■ PROBLEM TO SOLVE:
Please output the stretch of the records from the start through the line containing "<point>1082,753</point>" as a JSON list of strings, one string per line, leaving out blank lines.

┌─ GIVEN RECORDS

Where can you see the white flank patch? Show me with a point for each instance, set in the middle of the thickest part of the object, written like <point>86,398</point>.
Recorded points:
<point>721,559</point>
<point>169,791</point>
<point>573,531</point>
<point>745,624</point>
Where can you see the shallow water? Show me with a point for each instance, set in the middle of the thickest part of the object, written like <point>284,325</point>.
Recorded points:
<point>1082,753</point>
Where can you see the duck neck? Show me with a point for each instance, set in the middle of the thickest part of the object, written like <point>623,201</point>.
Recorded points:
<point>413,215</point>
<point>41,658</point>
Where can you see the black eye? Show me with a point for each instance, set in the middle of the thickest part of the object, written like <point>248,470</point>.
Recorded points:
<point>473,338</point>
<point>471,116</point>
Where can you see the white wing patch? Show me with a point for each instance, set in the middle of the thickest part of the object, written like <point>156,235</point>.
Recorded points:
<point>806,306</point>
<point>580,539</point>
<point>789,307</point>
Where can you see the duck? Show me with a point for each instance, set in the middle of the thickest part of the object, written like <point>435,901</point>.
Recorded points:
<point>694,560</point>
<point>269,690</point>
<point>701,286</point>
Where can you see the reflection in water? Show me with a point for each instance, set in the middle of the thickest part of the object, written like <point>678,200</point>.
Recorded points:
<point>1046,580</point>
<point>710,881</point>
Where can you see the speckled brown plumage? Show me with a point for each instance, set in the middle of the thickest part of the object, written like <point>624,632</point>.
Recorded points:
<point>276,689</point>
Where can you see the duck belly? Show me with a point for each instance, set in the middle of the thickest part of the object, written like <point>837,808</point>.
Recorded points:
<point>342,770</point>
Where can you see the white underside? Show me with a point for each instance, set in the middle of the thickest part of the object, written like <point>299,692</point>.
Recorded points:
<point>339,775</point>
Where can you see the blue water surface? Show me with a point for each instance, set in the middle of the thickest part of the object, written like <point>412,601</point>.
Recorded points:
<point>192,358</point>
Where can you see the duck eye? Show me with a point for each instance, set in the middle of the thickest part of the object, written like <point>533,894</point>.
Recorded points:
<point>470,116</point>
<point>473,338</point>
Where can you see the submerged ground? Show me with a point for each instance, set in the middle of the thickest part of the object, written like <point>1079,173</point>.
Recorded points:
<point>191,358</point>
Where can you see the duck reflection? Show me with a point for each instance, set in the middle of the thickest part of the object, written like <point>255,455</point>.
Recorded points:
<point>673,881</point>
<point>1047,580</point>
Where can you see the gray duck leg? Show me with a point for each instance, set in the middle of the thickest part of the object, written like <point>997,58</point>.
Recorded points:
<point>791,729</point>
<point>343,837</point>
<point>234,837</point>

└─

■ COMPLETED EXERCISE:
[
  "Where can you see the white flank patch? Show me with a point for each instance, set in the middle of the thickest part of the object, written like <point>86,398</point>.",
  "Recorded points:",
  "<point>721,559</point>",
  "<point>169,791</point>",
  "<point>573,531</point>",
  "<point>745,624</point>",
  "Where can you see the shallow water? Show me with a point for each instance, set in the middle of the thickest part of the object, written like <point>284,325</point>.",
  "Recorded points:",
  "<point>1082,753</point>"
]